## Prompt A
Can you copy the lawsuit article word for word, from "New Jersey man files" up to and including "the age of 55."?
## Prompt B
How would you sum up the lawsuit article in two sentences?

## Text section
====

New Jersey man files lawsuit under New York Child Victims Act
MONROE. A New Jersey man who was allegedly sexually abused as a child by ex-priest Edward Pipala while attending Sacred Heart Church has filed a lawsuit against the Archdiocese of New York under the state’s Child Victims Act.
By Nicole M. Wells
A New Jersey man who was allegedly sexually abused as a child by ex-priest Edward Pipala while attending Sacred Heart Church filed a lawsuit Aug. 15 against the Archdiocese of New York under the state’s Child Victims Act.
Under the law, child sexual abuse survivors can bring a civil lawsuit against abusers and institutions that protected them until the survivor reaches the age of 55.
The law also opens a one-year window for victims of any age to bring lawsuits for abuse that occurred decades ago, effectively rewriting New York state’s statute of limitations for childhood sexual abuse.
Identified in the complaint only by his initials, A.C., the 43-year-old Jersey City man was a minor and parishioner of Sacred Heart Church when Pipala was assigned there from 1981 to 1988.
In 1987, when A.C. was approximately 11 years old, Pipala allegedly began abusing him and used his position as a priest to convince A.C.’s parents to entrust their son to his care, according to the complaint.

====

## Data for review
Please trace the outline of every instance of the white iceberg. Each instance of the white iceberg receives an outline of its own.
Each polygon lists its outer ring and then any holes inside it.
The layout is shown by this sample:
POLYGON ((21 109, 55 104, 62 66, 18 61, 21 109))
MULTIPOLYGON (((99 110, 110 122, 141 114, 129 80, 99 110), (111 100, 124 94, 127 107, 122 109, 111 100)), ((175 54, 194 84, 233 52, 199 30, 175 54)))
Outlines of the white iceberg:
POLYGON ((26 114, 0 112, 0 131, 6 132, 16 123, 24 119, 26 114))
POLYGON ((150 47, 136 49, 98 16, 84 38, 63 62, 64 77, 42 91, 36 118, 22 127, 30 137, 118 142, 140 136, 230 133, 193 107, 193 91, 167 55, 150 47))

====

## Task output A
New Jersey man files lawsuit under New York Child Victims Act
MONROE. A New Jersey man who was allegedly sexually abused as a child by ex-priest Edward Pipala while attending Sacred Heart Church has filed a lawsuit against the Archdiocese of New York under the state’s Child Victims Act.
By Nicole M. Wells
A New Jersey man who was allegedly sexually abused as a child by ex-priest Edward Pipala while attending Sacred Heart Church filed a lawsuit Aug. 15 against the Archdiocese of New York under the state’s Child Victims Act.
Under the law, child sexual abuse survivors can bring a civil lawsuit against abusers and institutions that protected them until the survivor reaches the age of 55.

## Task output B
On Aug. 15, a Jersey City man identified as A.C. sued the Archdiocese of New York under the state's Child Victims Act, alleging that ex-priest Edward Pipala sexually abused him as a child while he attended Sacred Heart Church. The law lets child sexual abuse survivors sue until age 55 and opens a one-year window for victims of any age to bring lawsuits over abuse from decades ago.